▸ **Your task**
What are the lines from the top of the entries through the one with "# for every instance of the brown"? Write them out exactly, with no pictures.

▸ **Data to process**
══════════

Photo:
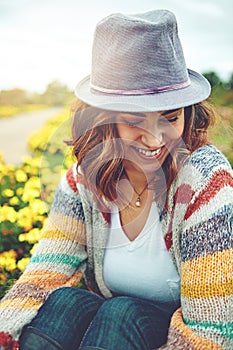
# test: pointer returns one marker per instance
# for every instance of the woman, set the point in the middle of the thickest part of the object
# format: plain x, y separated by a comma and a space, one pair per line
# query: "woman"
144, 216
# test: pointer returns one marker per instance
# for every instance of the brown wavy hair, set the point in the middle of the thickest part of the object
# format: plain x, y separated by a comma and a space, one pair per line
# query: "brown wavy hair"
97, 146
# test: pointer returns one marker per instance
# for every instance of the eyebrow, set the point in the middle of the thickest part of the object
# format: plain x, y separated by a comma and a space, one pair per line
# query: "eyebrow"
171, 111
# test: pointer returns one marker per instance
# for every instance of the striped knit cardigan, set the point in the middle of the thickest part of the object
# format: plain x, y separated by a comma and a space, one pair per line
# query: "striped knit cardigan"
198, 233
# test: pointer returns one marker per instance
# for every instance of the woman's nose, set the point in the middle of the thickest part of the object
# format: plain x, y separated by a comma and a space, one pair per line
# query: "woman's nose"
152, 139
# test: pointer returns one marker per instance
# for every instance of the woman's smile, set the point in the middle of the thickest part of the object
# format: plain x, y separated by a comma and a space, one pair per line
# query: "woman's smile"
148, 154
148, 138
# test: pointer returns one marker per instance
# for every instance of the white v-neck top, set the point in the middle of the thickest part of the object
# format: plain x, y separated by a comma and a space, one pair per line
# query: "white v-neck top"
142, 267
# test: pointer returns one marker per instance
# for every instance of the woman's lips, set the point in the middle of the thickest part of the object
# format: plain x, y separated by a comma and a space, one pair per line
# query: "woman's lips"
148, 154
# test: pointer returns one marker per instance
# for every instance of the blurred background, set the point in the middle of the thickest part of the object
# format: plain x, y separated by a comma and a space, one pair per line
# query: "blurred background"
45, 50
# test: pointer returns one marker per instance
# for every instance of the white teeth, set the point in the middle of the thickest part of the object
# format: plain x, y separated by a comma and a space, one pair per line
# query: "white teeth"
148, 153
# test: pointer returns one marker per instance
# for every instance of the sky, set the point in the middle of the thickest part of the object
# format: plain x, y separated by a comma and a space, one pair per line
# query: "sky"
46, 40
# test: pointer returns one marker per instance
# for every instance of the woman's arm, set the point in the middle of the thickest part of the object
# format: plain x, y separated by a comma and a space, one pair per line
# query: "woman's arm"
58, 261
204, 320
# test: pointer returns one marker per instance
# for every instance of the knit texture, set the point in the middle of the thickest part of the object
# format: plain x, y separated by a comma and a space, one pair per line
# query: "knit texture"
197, 229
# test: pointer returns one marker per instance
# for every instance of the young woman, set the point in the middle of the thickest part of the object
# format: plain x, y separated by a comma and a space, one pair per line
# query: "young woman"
144, 218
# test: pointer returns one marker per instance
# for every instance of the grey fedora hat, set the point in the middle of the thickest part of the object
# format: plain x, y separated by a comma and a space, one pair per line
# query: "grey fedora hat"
138, 65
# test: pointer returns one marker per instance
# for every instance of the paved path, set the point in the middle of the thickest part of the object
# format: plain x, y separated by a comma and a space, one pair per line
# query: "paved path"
14, 132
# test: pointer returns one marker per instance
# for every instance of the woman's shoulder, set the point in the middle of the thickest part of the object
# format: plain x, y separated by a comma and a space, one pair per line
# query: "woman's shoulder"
205, 167
206, 160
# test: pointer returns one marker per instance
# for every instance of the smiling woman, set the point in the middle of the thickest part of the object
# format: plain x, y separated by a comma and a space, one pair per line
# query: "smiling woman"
142, 217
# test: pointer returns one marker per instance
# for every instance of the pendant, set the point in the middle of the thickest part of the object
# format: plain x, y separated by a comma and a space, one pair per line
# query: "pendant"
138, 202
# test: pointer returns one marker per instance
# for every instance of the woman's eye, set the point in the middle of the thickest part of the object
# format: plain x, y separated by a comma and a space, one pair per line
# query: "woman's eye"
173, 119
132, 123
170, 120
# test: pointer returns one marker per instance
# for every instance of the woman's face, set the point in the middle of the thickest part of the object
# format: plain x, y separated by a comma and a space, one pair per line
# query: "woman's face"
149, 137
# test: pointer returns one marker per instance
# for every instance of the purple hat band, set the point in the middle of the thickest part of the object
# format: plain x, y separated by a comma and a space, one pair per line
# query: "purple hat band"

══════════

▸ **Problem solution**
Photo:
# test: pointer returns one marker per instance
# for every instance of the woman, set the point in the middle of the thickest part of the object
# format: plain x, y separated by a comma and a space, one pair per line
# query: "woman"
144, 216
# test: pointer returns one marker per instance
# for every instance of the brown wavy hair, set the point in the middle of the thickest part of the object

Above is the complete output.